What you have to do ->
Convert the stretch from the start of the records through the line containing "left=28, top=409, right=88, bottom=457" into a numbered list, with blank lines omitted.

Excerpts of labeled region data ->

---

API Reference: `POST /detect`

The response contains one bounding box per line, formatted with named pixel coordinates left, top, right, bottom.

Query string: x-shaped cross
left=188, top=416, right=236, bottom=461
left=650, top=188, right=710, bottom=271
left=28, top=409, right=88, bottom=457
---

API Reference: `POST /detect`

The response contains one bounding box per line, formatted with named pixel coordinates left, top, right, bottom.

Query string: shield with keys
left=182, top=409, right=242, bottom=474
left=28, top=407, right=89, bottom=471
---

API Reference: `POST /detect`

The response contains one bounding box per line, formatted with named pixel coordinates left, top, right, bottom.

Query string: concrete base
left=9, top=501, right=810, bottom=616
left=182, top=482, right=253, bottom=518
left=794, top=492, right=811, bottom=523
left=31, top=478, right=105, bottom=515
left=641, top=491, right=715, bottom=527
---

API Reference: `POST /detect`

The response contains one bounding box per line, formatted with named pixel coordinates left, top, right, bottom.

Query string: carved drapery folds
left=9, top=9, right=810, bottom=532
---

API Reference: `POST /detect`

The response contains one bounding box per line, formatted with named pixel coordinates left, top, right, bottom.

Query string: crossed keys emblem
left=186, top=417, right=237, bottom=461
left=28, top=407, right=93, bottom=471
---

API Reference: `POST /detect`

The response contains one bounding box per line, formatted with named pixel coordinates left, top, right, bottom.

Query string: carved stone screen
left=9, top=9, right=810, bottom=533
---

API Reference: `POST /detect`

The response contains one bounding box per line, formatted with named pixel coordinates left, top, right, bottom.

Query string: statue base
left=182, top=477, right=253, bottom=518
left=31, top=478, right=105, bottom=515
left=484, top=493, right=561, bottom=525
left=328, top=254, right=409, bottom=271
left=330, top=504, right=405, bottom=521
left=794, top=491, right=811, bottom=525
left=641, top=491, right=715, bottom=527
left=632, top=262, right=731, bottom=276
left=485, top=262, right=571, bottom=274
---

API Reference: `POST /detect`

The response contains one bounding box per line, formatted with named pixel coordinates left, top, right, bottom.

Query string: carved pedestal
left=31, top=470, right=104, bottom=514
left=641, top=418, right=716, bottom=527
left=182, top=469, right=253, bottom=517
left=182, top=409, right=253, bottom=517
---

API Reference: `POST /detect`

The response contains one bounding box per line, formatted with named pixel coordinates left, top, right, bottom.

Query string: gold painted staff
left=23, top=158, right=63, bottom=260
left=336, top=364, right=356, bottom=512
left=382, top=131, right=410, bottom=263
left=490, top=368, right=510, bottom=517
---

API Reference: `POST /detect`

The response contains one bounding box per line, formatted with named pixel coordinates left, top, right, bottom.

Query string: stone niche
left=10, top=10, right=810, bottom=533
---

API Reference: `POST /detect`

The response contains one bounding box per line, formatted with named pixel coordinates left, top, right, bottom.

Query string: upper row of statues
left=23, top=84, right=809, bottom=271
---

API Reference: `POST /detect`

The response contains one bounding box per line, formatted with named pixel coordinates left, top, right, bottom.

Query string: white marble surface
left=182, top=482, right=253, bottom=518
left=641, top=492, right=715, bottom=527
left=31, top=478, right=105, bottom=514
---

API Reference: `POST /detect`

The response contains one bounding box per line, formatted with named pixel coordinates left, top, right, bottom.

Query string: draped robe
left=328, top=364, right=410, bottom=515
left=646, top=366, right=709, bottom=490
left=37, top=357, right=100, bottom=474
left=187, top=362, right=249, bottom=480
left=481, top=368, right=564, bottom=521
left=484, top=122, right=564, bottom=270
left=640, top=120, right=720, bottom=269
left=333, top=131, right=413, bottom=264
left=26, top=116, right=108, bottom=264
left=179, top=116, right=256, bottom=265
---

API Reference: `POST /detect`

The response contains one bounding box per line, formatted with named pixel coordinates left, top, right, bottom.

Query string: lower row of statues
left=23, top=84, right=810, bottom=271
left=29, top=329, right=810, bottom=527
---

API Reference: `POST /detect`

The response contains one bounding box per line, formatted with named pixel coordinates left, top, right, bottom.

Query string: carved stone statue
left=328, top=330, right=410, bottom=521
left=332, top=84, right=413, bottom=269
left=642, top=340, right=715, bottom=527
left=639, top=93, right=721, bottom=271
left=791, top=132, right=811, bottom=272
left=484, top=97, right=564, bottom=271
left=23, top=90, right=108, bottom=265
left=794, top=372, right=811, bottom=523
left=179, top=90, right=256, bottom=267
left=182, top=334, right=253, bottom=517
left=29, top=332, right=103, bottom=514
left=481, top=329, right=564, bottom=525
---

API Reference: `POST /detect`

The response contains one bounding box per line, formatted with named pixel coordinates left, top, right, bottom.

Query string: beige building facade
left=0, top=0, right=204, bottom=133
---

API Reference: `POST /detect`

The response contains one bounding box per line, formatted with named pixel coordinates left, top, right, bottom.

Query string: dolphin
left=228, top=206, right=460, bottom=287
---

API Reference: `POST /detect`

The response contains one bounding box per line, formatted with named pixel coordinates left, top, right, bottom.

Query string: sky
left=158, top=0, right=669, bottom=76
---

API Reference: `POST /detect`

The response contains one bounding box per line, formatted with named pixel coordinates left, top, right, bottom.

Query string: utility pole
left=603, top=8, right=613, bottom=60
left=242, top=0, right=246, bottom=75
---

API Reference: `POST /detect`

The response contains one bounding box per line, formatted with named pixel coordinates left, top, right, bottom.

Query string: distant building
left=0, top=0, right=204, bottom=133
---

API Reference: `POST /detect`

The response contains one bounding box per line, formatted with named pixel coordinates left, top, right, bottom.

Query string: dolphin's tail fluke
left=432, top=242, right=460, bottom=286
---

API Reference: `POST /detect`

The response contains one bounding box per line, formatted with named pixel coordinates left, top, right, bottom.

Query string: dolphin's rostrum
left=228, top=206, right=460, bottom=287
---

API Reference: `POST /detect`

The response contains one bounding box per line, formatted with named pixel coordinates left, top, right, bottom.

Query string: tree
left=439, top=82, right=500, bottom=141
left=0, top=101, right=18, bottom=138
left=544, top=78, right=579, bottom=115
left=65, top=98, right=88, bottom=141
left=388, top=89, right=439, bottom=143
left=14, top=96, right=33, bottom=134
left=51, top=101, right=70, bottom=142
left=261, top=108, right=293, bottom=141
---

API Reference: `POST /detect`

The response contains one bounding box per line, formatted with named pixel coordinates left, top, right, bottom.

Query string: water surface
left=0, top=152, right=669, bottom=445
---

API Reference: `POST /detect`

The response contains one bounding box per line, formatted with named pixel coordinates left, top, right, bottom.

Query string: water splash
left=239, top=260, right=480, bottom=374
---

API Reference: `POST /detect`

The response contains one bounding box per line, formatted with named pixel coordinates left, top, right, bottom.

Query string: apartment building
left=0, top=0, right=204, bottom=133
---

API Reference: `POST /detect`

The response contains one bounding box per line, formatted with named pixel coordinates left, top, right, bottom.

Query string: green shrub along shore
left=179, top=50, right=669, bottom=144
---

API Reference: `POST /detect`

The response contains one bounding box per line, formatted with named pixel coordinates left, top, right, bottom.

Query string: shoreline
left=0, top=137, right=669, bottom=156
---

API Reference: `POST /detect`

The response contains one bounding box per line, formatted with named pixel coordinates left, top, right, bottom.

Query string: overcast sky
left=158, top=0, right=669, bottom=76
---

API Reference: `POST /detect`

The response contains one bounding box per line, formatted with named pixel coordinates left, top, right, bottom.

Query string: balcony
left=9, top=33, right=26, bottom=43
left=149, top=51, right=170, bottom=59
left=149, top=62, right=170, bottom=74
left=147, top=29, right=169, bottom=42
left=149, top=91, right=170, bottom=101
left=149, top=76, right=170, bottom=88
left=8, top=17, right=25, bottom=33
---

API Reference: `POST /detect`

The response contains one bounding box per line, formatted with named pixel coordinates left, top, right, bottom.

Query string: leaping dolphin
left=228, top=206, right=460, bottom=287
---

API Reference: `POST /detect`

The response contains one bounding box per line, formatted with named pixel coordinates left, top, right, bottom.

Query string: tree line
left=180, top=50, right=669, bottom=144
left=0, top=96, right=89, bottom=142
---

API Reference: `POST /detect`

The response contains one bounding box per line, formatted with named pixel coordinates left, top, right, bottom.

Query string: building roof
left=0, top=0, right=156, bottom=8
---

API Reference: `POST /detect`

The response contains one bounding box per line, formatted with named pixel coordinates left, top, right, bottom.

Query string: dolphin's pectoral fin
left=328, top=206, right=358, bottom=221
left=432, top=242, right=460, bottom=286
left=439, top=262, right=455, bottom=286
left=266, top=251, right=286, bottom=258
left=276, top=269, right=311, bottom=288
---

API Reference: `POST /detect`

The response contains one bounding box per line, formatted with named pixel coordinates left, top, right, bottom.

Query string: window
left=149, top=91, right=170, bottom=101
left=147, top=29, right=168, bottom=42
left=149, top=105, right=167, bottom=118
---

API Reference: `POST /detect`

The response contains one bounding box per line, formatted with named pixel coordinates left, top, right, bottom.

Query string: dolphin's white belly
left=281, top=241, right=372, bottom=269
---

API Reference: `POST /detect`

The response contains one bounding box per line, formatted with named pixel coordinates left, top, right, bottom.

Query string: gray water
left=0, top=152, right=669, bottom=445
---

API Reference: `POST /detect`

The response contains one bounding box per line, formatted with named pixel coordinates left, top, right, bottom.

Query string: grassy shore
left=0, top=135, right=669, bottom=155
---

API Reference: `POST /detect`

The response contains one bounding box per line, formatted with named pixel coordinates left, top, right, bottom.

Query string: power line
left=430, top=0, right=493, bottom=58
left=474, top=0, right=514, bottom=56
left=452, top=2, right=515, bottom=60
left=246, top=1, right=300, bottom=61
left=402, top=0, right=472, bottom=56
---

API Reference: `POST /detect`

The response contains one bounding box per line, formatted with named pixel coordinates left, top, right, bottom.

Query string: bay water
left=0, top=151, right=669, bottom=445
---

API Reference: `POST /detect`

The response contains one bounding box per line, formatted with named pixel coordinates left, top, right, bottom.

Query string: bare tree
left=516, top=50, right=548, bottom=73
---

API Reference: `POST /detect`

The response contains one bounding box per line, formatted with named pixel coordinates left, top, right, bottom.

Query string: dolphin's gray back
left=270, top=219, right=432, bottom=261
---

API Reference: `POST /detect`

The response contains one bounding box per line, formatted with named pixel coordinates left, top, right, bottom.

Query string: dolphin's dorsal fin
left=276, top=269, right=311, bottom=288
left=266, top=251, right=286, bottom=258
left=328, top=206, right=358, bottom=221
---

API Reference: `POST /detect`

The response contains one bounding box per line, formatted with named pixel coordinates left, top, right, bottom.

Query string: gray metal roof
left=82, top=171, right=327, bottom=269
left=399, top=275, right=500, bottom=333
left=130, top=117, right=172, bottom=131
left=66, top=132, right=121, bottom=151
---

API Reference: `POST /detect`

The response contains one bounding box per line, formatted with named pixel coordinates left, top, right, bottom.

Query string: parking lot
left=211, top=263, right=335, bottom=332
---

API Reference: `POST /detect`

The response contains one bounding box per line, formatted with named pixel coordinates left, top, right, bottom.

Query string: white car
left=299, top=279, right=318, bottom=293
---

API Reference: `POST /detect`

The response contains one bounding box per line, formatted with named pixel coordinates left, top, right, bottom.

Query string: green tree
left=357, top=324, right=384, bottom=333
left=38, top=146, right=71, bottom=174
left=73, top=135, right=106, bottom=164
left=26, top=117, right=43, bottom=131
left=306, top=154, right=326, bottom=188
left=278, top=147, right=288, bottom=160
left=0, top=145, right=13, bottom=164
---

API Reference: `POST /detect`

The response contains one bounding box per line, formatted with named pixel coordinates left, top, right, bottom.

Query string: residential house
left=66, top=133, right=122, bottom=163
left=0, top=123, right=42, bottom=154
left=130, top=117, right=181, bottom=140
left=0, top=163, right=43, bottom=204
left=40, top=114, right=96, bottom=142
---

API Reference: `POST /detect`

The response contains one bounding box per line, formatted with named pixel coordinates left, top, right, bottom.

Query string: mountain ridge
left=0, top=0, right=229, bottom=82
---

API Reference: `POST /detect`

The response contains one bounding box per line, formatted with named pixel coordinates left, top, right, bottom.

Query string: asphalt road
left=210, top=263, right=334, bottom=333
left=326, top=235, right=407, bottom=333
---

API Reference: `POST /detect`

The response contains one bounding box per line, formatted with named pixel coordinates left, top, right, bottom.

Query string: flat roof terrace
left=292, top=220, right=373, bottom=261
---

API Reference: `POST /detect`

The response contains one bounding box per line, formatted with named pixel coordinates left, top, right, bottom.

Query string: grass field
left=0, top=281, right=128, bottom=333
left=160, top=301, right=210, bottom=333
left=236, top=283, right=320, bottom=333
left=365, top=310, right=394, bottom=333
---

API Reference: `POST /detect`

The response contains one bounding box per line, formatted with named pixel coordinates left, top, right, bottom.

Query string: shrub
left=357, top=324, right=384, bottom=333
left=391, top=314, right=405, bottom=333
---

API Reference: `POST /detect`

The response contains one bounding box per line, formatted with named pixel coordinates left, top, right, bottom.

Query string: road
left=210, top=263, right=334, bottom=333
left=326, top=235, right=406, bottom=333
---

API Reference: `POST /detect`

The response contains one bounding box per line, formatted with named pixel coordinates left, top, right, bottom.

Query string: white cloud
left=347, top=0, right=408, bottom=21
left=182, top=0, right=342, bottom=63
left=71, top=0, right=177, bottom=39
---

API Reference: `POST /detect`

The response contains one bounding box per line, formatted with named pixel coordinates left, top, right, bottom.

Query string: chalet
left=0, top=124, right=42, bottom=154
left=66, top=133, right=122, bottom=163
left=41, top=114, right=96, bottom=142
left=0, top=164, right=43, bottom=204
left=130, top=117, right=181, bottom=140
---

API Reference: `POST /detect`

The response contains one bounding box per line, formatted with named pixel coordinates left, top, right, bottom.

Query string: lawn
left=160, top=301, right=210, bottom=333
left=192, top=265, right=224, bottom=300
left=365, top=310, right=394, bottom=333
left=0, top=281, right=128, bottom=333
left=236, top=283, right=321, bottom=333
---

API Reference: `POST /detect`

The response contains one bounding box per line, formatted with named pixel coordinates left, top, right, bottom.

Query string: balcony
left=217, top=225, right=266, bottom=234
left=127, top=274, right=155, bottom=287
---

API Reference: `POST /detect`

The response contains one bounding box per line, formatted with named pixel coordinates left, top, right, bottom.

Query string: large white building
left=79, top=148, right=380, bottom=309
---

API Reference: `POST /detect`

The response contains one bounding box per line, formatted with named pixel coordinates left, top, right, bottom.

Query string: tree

Correct output ->
1. ---
2. API Reference: `POST /detect`
3. The response contains one bounding box per line, formatted with named pixel coordinates left, top, right, bottom.
4. Query string: x-shaped cross
5. left=188, top=416, right=236, bottom=461
6. left=650, top=188, right=710, bottom=271
7. left=28, top=409, right=88, bottom=457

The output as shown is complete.